Gordy hired a core team of exceptional songwriters, including the trio Holland–Dozier–Holland (Lamont Dozier and brothers Brian and Eddie Holland), Norman Whitfield, William “Mickey” Stevenson, Smokey Robinson, Barrett Strong, Nickolas Ashford and Valerie Simpson, and many others. He used a tight-knit group of musicians, collectively known as the Funk Brothers, to record the instrumental tracks for many of Motown’s most famous records.
BUT PERHAPS HIS GREATEST GIFT was his talent for developing artists. He and his team taught their acts to be ambassadors for the entire African-American community, and insisted that they learn to walk, talk and act in a dignified fashion at all times to contradict the image many white Americans had of black people at the time.
Each artist was immaculately groomed, dressed and choreographed to look classy and elegant; they served as role models for kids who came from the same housing projects they had. Many debuted as opening acts on Motown package tours, giving them time to refine their skills before being thrust into the spotlight.
Over time, Motown revolutionized the music industry and proved a formative influence on future rock ’n’ roll legends — the Beatles and Rolling Stones, among them. The label and its music also changed attitudes toward African-American musicians during the civil rights era.
“I RECOGNIZED THE IMPACT [we were having],” Smokey Robinson recalled in a New Orleans Times-Picayune interview, “because Motown acts were going all over the world. I recognized the bridges that we crossed, the racial problems and the barriers that we broke down. … I would come to the South in the early days and audiences would be segregated. Then they started to get the Motown music, and we would go back, and the audiences were integrated and the kids were dancing together and holding hands.”
There’s only so much history one can get from a two-hour musical. But Motown the Musical serves as an important reminder of how Berry Gordy’s vision helped create an America in which both blacks and whites were “Dancing in the Streets.”

- **Data section**:
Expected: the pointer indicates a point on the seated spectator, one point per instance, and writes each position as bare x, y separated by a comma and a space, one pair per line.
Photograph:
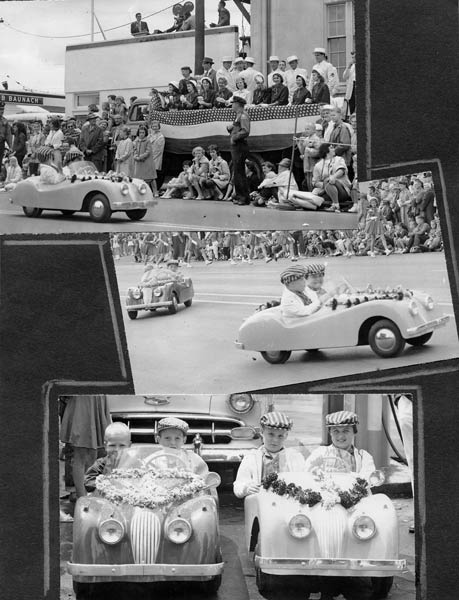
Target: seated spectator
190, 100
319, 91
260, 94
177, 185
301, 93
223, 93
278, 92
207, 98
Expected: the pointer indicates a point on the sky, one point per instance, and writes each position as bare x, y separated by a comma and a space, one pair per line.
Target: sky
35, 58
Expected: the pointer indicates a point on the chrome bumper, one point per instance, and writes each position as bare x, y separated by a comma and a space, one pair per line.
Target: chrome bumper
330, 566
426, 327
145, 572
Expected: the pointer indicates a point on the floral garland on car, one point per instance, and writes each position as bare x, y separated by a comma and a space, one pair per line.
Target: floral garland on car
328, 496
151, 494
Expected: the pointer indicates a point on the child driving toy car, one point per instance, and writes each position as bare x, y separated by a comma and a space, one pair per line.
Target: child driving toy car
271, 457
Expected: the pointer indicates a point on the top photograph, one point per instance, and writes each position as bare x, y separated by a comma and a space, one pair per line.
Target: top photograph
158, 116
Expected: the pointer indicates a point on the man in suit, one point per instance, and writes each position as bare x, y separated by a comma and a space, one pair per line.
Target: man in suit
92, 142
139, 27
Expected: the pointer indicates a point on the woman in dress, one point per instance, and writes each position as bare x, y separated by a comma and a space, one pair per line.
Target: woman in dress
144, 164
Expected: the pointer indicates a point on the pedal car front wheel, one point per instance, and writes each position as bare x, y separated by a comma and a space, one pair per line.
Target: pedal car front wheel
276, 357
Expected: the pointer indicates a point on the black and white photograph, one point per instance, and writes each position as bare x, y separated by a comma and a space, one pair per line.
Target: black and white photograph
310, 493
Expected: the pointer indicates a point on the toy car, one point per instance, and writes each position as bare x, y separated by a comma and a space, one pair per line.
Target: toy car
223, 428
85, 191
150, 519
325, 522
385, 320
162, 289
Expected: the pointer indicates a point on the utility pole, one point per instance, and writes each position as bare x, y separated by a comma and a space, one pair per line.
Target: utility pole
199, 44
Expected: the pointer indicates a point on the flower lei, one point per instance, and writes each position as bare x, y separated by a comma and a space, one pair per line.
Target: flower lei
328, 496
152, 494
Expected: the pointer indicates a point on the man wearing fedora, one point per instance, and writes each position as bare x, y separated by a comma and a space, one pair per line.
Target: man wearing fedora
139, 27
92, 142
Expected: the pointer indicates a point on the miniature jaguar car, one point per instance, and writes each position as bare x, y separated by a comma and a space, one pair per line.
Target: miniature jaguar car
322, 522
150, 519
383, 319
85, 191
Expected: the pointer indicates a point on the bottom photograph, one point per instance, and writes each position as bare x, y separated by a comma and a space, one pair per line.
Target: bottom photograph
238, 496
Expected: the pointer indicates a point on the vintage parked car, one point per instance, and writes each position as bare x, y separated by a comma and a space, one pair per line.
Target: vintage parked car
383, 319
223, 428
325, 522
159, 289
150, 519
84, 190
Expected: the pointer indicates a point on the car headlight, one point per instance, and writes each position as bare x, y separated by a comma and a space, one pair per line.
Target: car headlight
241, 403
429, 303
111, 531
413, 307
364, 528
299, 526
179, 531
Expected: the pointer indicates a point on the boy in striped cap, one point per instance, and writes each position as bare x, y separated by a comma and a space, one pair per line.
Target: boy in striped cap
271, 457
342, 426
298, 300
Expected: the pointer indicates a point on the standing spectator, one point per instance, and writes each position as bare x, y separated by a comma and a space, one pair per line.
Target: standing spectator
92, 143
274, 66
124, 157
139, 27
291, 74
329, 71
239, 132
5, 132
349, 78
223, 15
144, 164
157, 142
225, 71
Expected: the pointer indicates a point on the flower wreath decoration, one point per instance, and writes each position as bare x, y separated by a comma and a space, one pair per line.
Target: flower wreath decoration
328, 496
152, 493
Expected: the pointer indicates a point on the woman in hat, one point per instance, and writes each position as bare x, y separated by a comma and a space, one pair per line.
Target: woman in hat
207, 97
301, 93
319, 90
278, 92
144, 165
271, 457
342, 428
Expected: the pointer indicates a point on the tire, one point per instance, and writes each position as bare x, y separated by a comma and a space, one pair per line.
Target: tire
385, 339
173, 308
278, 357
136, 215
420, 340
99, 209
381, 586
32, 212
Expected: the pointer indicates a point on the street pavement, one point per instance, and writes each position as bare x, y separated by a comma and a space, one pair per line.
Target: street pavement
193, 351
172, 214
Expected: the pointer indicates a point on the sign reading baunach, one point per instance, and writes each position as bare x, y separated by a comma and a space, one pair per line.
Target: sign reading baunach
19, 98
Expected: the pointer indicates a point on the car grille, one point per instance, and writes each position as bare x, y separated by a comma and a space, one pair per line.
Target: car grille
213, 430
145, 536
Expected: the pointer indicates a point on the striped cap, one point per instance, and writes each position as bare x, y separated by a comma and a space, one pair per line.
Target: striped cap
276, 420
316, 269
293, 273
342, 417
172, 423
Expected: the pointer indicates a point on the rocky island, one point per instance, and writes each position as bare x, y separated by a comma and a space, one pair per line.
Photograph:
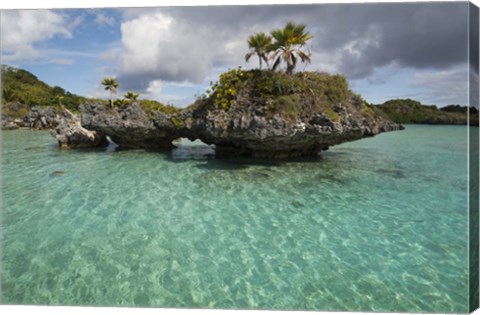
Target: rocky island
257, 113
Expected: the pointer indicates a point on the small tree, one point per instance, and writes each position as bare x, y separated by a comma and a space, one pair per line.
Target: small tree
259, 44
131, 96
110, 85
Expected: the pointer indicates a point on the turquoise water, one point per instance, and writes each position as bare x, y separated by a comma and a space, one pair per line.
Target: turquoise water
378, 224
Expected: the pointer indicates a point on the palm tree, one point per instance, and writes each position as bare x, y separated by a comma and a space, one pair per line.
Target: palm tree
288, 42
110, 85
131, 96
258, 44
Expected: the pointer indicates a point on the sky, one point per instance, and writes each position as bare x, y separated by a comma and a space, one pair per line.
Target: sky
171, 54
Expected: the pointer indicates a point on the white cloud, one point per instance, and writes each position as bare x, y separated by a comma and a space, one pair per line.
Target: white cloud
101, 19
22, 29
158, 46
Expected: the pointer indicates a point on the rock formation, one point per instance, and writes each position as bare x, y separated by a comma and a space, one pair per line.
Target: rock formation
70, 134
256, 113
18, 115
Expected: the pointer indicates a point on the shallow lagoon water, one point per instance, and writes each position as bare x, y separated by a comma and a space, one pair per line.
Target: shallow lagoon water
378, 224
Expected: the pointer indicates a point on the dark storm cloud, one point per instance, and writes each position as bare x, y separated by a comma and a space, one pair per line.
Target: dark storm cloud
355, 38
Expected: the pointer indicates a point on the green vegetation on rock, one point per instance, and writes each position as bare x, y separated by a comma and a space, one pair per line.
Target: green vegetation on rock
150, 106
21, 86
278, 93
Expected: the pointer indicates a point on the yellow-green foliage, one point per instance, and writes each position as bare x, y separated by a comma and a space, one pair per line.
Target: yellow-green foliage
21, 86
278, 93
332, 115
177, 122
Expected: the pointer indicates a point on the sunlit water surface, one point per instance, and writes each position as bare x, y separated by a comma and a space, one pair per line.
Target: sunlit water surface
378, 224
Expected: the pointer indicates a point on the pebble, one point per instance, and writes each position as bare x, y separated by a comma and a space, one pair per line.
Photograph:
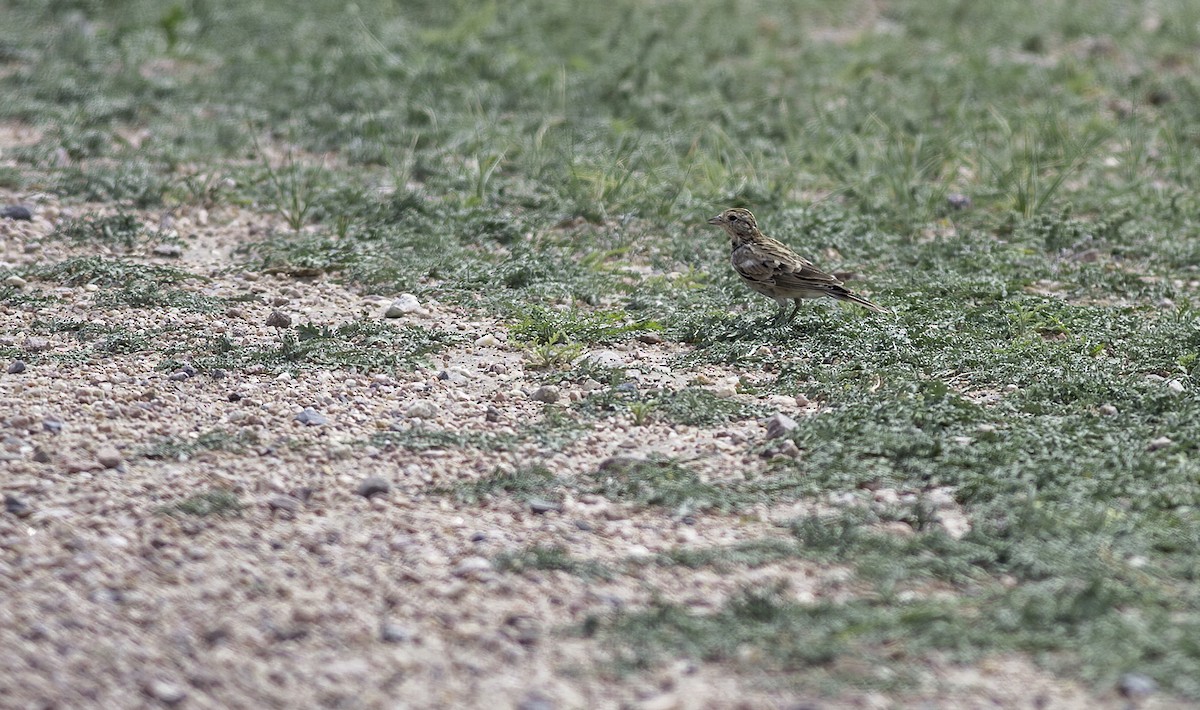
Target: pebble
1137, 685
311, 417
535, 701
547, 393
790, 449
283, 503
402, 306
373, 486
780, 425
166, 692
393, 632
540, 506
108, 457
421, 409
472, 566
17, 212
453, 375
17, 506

* * *

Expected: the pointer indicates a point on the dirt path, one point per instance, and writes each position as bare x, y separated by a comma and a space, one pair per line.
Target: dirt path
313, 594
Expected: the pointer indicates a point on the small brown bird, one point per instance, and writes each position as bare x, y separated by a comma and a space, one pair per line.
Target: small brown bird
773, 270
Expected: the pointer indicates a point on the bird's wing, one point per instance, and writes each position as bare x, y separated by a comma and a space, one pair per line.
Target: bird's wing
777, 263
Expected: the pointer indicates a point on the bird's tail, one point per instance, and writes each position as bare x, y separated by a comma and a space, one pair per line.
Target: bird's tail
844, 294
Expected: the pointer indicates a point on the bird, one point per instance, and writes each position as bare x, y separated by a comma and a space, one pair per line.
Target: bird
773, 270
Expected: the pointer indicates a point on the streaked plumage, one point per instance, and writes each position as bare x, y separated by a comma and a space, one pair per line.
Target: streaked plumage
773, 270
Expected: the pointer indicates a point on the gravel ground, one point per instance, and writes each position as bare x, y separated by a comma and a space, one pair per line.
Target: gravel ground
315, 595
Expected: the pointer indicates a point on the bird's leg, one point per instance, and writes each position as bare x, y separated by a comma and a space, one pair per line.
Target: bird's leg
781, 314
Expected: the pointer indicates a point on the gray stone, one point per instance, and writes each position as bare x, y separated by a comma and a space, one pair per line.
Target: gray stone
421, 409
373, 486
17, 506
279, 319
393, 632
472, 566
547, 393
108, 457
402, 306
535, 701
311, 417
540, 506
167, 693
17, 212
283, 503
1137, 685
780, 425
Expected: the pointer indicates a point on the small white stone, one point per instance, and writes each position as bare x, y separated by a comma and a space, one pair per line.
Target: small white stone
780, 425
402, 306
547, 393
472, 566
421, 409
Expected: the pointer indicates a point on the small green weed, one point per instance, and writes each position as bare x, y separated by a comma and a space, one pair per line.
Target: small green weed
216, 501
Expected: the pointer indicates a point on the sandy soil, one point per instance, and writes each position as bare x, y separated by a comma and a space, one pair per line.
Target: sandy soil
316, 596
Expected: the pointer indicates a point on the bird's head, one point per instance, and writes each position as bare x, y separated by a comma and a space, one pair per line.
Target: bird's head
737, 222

- **Tasks and exercises**:
A: In the Motown passage, what was the name of the group of musicians who recorded the instrumental tracks for many of the label's famous records?
B: Write out the Motown passage from "Gordy hired a" up to and including "at the time.".

- **Final results**:
A: They were collectively known as the Funk Brothers.

B:
Gordy hired a core team of exceptional songwriters, including the trio Holland–Dozier–Holland (Lamont Dozier and brothers Brian and Eddie Holland), Norman Whitfield, William “Mickey” Stevenson, Smokey Robinson, Barrett Strong, Nickolas Ashford and Valerie Simpson, and many others. He used a tight-knit group of musicians, collectively known as the Funk Brothers, to record the instrumental tracks for many of Motown’s most famous records.
BUT PERHAPS HIS GREATEST GIFT was his talent for developing artists. He and his team taught their acts to be ambassadors for the entire African-American community, and insisted that they learn to walk, talk and act in a dignified fashion at all times to contradict the image many white Americans had of black people at the time.